MATERIAL FOR THE TASK:
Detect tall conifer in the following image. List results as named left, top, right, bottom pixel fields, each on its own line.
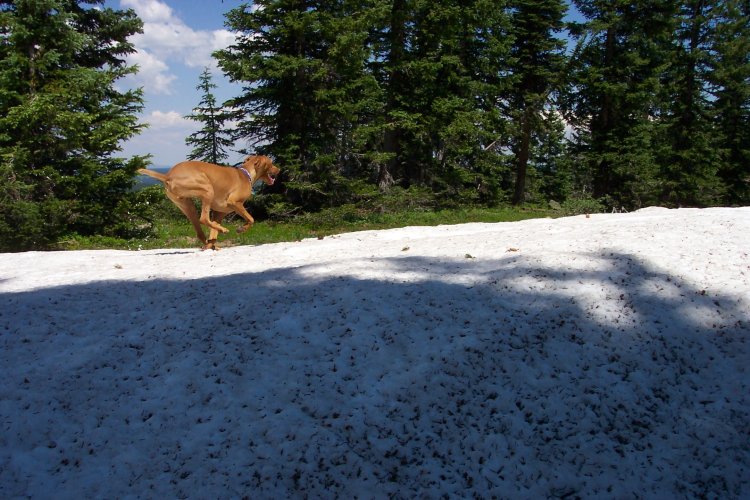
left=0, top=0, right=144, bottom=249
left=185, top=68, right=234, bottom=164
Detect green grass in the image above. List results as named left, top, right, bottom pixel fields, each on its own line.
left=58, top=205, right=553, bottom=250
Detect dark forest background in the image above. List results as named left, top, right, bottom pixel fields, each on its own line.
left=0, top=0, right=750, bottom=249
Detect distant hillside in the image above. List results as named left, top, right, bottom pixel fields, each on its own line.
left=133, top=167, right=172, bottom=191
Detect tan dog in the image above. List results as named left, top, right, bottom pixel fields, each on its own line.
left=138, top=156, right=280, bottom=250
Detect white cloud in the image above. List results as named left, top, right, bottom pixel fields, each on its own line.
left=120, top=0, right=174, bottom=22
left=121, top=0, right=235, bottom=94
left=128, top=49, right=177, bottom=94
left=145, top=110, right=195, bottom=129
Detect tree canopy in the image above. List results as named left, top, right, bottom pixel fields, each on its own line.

WHAT TO WORK ON: Can you reproduce all of the material above word for word, leaving out the pictures?

RESPONSE TO THIS EXERCISE:
Detect tall conifer in the following image. List results as named left, top, right, bottom pixel fields, each on its own line.
left=0, top=0, right=144, bottom=249
left=185, top=68, right=234, bottom=164
Detect green grass in the image above. List results as named left, top, right, bottom pixel fields, each on its own line.
left=58, top=205, right=553, bottom=250
Detect dark forest background in the image above. List results as named left, top, right, bottom pixel fields, each on its own line.
left=0, top=0, right=750, bottom=249
Detect distant hillside in the image above. List results as named left, top, right, bottom pixel fields, each on its own line.
left=133, top=167, right=172, bottom=191
Detect tan dog in the image above. List results as named left, top, right, bottom pixel fields, each on its own line.
left=138, top=156, right=280, bottom=250
Detect white cloud in the image above. List results as named left, top, right, bottom pixel fields, each on its own line.
left=120, top=0, right=174, bottom=22
left=121, top=0, right=235, bottom=94
left=128, top=49, right=177, bottom=94
left=145, top=110, right=195, bottom=129
Detect tree canopy in the image above. List results as named left, top, right, bottom pixel fields, each on its own line.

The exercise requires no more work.